Transcribe the whole listing below, every line of it, without changing a single character.

════════

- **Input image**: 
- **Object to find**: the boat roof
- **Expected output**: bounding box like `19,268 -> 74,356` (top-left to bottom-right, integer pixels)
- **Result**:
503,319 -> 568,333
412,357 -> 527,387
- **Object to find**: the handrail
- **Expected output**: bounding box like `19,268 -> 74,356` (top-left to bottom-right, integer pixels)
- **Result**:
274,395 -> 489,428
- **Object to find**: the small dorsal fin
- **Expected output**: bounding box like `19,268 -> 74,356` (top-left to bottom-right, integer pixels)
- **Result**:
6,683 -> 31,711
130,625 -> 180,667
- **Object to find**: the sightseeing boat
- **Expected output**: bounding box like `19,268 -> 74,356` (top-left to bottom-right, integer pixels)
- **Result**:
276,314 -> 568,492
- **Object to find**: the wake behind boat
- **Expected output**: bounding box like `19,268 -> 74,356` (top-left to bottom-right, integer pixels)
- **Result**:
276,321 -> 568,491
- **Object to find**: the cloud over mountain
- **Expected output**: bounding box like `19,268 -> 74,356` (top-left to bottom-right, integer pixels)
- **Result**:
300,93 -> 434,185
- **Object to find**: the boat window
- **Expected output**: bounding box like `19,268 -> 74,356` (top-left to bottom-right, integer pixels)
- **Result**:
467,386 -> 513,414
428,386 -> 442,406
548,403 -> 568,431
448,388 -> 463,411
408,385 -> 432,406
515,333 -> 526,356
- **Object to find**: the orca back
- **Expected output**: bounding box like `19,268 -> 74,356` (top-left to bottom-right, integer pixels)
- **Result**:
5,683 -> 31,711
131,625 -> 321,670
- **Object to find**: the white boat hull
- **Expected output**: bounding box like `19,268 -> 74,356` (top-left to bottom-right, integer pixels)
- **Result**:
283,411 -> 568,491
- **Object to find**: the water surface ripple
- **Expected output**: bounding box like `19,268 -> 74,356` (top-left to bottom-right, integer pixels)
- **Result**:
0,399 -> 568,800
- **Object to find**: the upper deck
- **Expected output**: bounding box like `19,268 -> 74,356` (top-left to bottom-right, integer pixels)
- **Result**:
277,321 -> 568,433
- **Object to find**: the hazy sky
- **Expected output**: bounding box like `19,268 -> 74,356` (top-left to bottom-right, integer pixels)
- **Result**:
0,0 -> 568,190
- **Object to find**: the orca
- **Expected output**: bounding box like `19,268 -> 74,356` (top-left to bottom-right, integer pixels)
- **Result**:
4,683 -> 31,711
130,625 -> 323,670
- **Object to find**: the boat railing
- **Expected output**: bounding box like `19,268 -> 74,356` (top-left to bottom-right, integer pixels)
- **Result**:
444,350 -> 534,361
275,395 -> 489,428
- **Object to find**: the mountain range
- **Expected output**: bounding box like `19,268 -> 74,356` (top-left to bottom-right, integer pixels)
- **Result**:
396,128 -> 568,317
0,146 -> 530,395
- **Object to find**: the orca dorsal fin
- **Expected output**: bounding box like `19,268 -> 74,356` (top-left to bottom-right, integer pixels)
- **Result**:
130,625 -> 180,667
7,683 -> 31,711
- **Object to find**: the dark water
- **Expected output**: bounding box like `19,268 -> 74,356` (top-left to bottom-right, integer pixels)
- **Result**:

════════

== OUTPUT OF THE TASK ==
- **Input image**: 
- **Object to find**: the boat roof
- **Expected output**: bounding box like `19,268 -> 74,356` (top-left to bottom-right, integer pixels)
- **Result**:
503,319 -> 568,333
412,357 -> 527,387
- **Object to find**: the handrail
- **Expected output**: bounding box like `19,268 -> 74,356` (top-left to bottom-right, integer pixels)
- **Result**:
274,395 -> 489,428
- **Object to find**: the small dorsal fin
- **Expected output**: bounding box like `19,268 -> 74,356` (top-left to bottom-right, integer pixels)
- **Result**:
6,683 -> 31,711
130,625 -> 180,667
- **Object to find**: the sightseeing boat
- **Expected output**: bounding box like `19,268 -> 74,356` (top-left to bottom-right, integer pixels)
- **Result**:
276,314 -> 568,492
- **Object to find**: the wake behind boat
- **Expected output**: bounding box like `19,268 -> 74,356` (top-left to bottom-right, integer pixels)
- **Result**:
276,321 -> 568,491
- **Object to find**: the cloud over mountain
- **Expected output**: bounding box like `19,268 -> 74,356` (top-left to bottom-right, integer pixels)
- **Result**:
300,93 -> 434,185
- **Object to find**: the boat window
- **Expected output**: bounding box like `19,268 -> 74,356` (top-left to bottom-right, integer pixels)
- **Result**:
467,386 -> 513,414
428,386 -> 442,406
548,403 -> 568,431
448,388 -> 463,411
408,385 -> 432,406
515,333 -> 526,356
- **Object to find**: the orca back
- **Expected output**: bounding box like `19,268 -> 74,356` (top-left to bottom-right, integer pixels)
- **Result**:
5,683 -> 31,711
131,625 -> 321,670
- **Object to find**: the white boat hull
- **Expected output**: bounding box like `19,268 -> 74,356` (top-left to bottom-right, integer pixels)
- **Result**:
283,411 -> 568,491
- **Object to find**: the water surface ripple
- **Expected output**: bounding box like `19,268 -> 74,356` (top-left to bottom-right, integer pixels)
- **Result**:
0,399 -> 568,800
- **Object to find**: the upper deck
- **Expected output**: bounding box like `19,268 -> 74,356` (top-left to bottom-right, integer pixels)
- **Result**:
277,321 -> 568,433
- **Object to find**: the hazy sky
- **Expected output**: bounding box like `19,268 -> 74,356` (top-left to bottom-right, integer pixels)
- **Result**:
0,0 -> 568,190
- **Object to find**: the orca
- **Expected output**: bounding box like `19,268 -> 74,356` (top-left to bottom-right, integer pixels)
- **Result**:
4,683 -> 31,711
130,625 -> 323,670
- **Object to find**: the boat railing
- **Expected output**: bounding box like `19,268 -> 74,356` (top-left to bottom-right, integer pixels)
- **Result**:
444,350 -> 534,361
275,395 -> 489,428
- **Object to find**: the mountain range
- **Expected output**: bounding box like `19,268 -> 74,356` (top-left to bottom-right, integer pixels)
- **Result**:
396,128 -> 568,317
0,146 -> 530,395
- **Object to find**: the orca dorsal fin
- **Expected output**: bounding box like `19,268 -> 74,356` (top-left to bottom-right, integer pixels)
- **Result**:
130,625 -> 180,667
7,683 -> 31,711
- **Object to find**: the dark water
- **Expected output**: bounding box like `19,268 -> 74,356` (top-left to bottom-right, integer pixels)
- **Result**:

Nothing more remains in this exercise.